Examples of point labeling:
— BEGIN —
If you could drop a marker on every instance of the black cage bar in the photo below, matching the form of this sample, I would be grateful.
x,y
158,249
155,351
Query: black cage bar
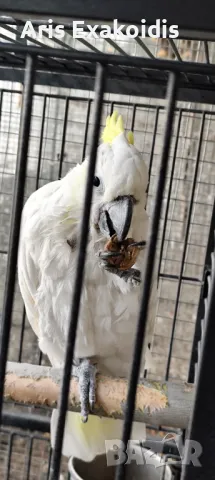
— END —
| Problem requirements |
Please reproduce all of the lines above word for word, leaving the pictures out.

| Exercise response |
If you could drop a marker on every instance of the black cage bar in the photo below, matching the form of this sample, I would be grateful.
x,y
158,249
155,351
Query: black cage bar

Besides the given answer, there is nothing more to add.